> [Exercise task] Transcribe all of the records below verbatim, leaving the pictures out of your answer.

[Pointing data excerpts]
+===+
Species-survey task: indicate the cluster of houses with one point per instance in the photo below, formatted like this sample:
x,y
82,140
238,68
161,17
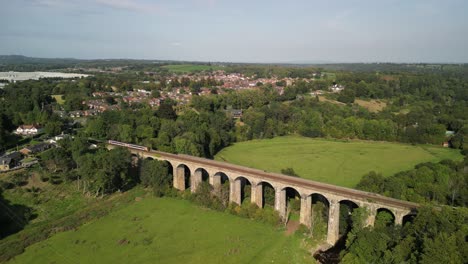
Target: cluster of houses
x,y
16,159
28,130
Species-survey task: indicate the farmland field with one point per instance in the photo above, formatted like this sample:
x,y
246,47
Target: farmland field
x,y
167,230
58,98
181,68
332,161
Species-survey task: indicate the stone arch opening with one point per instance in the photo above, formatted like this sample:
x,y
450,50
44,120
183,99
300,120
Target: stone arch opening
x,y
244,187
293,200
182,177
384,217
346,210
319,215
221,186
199,176
135,160
170,171
268,194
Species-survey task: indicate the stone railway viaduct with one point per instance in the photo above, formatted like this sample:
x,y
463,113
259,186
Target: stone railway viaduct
x,y
195,168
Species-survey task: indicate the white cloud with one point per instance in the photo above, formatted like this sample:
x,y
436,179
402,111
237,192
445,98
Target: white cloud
x,y
130,5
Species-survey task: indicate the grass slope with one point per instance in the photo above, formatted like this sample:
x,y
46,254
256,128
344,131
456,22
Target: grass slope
x,y
59,98
165,230
337,162
181,68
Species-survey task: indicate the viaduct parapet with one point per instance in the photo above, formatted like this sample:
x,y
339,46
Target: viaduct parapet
x,y
189,172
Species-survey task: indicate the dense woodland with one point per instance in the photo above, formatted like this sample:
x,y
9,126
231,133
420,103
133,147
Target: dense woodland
x,y
422,105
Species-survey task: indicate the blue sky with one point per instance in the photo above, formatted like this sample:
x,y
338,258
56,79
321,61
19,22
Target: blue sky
x,y
238,30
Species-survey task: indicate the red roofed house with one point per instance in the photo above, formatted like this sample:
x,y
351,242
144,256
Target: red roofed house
x,y
28,130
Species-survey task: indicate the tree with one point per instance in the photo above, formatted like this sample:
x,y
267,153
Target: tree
x,y
155,174
166,111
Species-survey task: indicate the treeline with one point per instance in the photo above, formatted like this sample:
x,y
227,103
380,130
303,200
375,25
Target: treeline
x,y
436,235
437,183
200,134
267,116
433,236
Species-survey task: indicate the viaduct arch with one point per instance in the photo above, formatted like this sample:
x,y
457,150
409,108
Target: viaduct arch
x,y
191,171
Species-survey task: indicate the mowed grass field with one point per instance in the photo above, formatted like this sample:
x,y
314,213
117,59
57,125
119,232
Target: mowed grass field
x,y
58,98
186,68
167,230
331,161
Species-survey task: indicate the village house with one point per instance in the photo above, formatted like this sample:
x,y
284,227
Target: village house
x,y
28,130
32,150
10,161
335,88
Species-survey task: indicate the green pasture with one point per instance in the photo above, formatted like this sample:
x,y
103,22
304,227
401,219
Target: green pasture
x,y
332,161
187,68
58,98
167,230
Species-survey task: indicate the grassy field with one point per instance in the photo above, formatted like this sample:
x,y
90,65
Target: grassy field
x,y
167,230
337,162
186,68
58,98
371,105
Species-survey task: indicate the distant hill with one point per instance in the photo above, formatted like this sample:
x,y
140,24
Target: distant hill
x,y
20,59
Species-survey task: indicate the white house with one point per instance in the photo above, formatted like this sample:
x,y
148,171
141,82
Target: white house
x,y
28,130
+===+
> [Written response]
Species-survey task: indicate the cluster of houses with one point per instance in the photo below, formatted like this sample:
x,y
82,140
238,68
161,17
Target: cluster of houses
x,y
16,159
28,130
Species-survey task: indicate the farmland field with one point per instance in the photo above, formatted like this sample:
x,y
246,47
Target: farmland field
x,y
167,230
58,98
181,68
332,161
Species-survey task: indicate the stone arch opening with one point per instance in the photo above, formatted like this sample:
x,y
450,50
44,120
183,99
300,120
Target: stone arch opening
x,y
244,187
293,200
182,177
384,217
346,210
319,215
221,186
199,176
135,160
170,171
268,194
Species-survey task: indicate the stone railway viaduct with one point per instance in the photo above, formatted like this sample:
x,y
463,113
259,186
Target: stone railway viaduct
x,y
195,168
Species-survey task: indicate the white cloud with one point per instance in the photo above, formatted like this sample:
x,y
436,179
402,111
237,192
445,98
Target: white cloud
x,y
130,5
Species-survey task: indicate the grass slope with one point per instance in the photo above, formatted like this sample:
x,y
46,254
256,128
344,131
456,22
Target: grass slope
x,y
59,98
165,230
337,162
181,68
Species-survey task: indicate the viaduct parapet with one point per instance in the photo above, formatted like this sample:
x,y
339,46
Target: viaduct parapet
x,y
189,172
Species-survey task: indicate the dense woodland with one point per instance in the photo above, formatted like this sample:
x,y
9,126
231,133
420,103
133,147
Target: dense woodland
x,y
422,105
Species-survey task: indicate the blue sky with one point per instance in the photo above, formatted like this sample:
x,y
338,258
56,79
321,61
19,22
Target: blue sky
x,y
238,30
Species-survey task: indicate the red roofed house with one point per instance in the photo above, formatted like this sample:
x,y
351,242
144,256
Target: red roofed house
x,y
28,130
Species-survey task: indicate the tree with one point per instance in the photo above, formatted like this sample:
x,y
267,153
Target: tree
x,y
155,174
166,111
Species-survey task: indicate the treeline with one point per instance in the photo above, formatted like this sample:
x,y
227,103
380,130
303,200
375,25
Target: treeline
x,y
436,235
437,183
200,134
267,116
433,236
Species-survey task: indicate the viaduct arch with one point per instance in the photo above, formatted like this sample:
x,y
457,150
409,108
Target: viaduct arch
x,y
191,171
Species-survey task: indicate the mowed grass field with one point per instance in the photo above, formatted like this sample:
x,y
314,213
117,59
57,125
119,232
Target: mowed grass field
x,y
58,98
186,68
167,230
331,161
Species-survey task: indicate the village house with one point per instance in the photo above, formatted like this sample:
x,y
284,227
Target: village house
x,y
28,130
32,150
10,161
335,88
Species-survey task: indicate the green pasture with one point per instance in the photo above, formatted like this sample:
x,y
103,22
304,227
401,219
Target: green pasture
x,y
332,161
187,68
58,98
167,230
Species-survey task: indicate the grassy field with one point per instance in the photo above, formatted like this sample:
x,y
90,65
Target: grassy field
x,y
167,230
337,162
186,68
58,98
371,105
Species-survey task: indicate the distant hill with one point per instance in the photo above, formatted like this sample:
x,y
140,24
Target: distant hill
x,y
20,59
Species-survey task: indicate the white house with one point per instance in the photo above, formatted like this sample:
x,y
148,171
141,82
Target: white house
x,y
28,130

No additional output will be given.